══ Input material

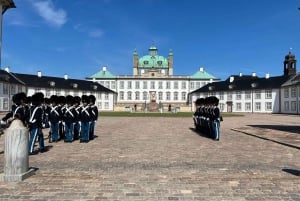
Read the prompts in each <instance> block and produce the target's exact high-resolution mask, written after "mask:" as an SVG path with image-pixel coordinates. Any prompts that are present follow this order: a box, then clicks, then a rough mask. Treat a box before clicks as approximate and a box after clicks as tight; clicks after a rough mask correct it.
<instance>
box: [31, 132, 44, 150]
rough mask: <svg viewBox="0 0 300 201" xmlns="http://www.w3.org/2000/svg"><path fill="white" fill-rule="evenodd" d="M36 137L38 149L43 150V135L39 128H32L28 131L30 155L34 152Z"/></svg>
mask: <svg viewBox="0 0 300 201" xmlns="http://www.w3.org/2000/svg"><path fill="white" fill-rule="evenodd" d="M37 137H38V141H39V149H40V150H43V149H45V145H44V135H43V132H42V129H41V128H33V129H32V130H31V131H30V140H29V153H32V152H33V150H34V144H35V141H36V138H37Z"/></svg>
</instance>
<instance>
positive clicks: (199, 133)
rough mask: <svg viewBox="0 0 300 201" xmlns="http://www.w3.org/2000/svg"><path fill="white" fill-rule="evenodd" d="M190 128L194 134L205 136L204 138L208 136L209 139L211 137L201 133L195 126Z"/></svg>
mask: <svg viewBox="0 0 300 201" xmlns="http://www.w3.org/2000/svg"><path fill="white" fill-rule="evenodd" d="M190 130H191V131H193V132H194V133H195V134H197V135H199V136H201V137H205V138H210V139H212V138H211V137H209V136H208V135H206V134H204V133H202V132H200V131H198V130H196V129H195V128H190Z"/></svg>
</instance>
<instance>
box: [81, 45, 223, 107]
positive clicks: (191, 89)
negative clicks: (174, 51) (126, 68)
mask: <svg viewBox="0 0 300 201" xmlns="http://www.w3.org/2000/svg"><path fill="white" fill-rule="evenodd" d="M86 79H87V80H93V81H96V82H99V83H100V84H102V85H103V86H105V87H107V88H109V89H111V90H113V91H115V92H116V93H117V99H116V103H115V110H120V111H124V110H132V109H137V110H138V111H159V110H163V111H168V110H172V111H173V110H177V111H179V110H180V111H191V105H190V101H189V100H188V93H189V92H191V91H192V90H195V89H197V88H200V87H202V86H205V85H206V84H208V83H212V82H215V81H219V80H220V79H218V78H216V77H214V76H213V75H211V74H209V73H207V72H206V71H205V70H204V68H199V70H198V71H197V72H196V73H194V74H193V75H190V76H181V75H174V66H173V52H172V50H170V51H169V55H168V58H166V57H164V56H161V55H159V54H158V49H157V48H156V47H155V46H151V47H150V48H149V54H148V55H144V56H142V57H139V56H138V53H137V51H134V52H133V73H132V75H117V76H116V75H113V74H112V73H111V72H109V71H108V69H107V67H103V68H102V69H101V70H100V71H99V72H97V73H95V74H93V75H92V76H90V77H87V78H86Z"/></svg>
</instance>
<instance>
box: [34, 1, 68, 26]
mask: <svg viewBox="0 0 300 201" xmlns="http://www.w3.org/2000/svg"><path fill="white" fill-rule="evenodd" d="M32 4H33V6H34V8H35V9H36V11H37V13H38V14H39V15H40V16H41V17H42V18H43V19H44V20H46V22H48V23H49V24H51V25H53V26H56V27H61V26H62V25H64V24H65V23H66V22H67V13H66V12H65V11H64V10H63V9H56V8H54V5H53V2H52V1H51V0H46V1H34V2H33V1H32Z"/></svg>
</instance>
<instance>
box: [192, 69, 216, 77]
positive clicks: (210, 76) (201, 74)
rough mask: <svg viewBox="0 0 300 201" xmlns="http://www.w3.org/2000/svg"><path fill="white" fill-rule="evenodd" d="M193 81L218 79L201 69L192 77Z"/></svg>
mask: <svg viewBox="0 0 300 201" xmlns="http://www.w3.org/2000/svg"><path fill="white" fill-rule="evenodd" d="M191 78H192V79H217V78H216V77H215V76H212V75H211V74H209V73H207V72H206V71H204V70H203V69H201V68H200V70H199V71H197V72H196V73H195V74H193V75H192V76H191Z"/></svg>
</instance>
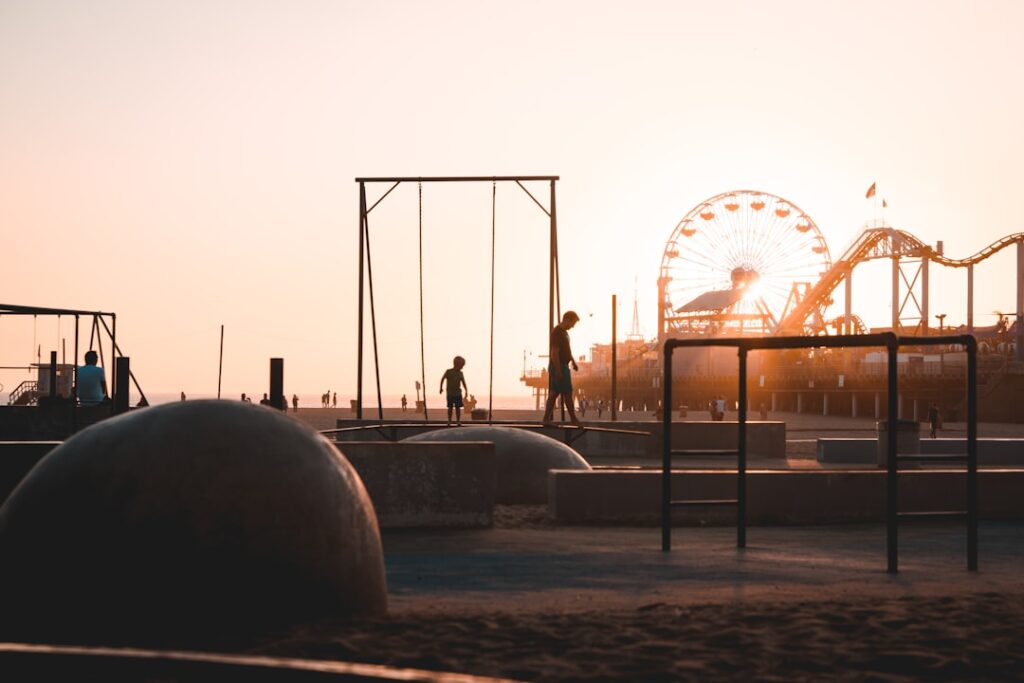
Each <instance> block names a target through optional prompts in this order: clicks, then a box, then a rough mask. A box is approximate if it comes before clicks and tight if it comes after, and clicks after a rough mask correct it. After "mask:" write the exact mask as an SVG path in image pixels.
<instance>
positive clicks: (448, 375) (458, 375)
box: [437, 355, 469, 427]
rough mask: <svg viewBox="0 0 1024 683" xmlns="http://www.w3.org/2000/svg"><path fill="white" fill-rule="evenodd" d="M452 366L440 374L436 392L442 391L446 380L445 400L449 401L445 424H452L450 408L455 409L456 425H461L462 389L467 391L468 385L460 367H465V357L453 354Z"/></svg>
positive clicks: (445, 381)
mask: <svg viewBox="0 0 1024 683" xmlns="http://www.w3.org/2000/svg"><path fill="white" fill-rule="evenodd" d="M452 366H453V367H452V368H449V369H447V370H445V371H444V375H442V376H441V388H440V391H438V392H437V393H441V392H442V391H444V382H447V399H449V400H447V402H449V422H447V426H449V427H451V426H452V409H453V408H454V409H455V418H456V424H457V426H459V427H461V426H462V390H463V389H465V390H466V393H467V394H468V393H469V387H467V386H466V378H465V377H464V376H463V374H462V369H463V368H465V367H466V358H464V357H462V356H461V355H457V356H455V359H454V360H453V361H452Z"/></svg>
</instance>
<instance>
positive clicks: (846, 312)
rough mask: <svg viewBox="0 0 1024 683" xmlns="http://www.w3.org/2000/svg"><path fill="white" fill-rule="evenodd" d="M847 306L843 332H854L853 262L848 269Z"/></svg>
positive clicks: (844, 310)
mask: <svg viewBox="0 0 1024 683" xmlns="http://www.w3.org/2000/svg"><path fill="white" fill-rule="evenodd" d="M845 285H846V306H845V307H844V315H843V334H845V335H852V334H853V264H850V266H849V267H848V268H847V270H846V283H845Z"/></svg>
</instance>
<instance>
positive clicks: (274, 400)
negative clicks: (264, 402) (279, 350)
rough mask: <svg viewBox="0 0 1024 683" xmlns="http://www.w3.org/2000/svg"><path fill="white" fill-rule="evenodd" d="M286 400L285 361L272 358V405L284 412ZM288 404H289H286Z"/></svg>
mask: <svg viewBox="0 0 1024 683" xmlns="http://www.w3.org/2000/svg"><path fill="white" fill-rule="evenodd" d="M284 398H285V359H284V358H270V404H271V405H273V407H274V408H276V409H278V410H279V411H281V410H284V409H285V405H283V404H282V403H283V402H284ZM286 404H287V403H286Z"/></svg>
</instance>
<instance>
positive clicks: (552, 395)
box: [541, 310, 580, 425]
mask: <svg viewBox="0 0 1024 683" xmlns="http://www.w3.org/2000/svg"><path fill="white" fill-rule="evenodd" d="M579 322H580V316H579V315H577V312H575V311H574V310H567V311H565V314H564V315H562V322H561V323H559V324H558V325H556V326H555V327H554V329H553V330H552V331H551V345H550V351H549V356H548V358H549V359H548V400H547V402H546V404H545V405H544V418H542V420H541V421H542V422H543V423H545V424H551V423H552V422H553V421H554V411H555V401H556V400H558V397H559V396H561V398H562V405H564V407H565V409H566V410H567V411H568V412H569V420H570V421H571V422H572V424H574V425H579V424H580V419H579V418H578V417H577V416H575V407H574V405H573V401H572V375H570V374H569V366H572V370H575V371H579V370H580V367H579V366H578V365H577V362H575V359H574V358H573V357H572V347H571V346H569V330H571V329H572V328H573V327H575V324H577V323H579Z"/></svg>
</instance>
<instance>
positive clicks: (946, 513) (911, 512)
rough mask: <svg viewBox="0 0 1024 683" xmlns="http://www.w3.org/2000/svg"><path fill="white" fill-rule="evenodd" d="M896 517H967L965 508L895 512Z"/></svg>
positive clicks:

════

Starting at the line that has "box: [437, 355, 469, 427]" and ending at the line that has "366L440 374L436 392L442", please write out the lines above exactly, leaving out all others.

> _Response_:
box: [437, 355, 469, 427]
rough mask: <svg viewBox="0 0 1024 683" xmlns="http://www.w3.org/2000/svg"><path fill="white" fill-rule="evenodd" d="M452 366L440 374L436 392L442 391L446 380L445 400L449 401L445 424H452L450 408L455 409L456 425H461L462 389L467 391L468 385L460 367H465V357L453 354Z"/></svg>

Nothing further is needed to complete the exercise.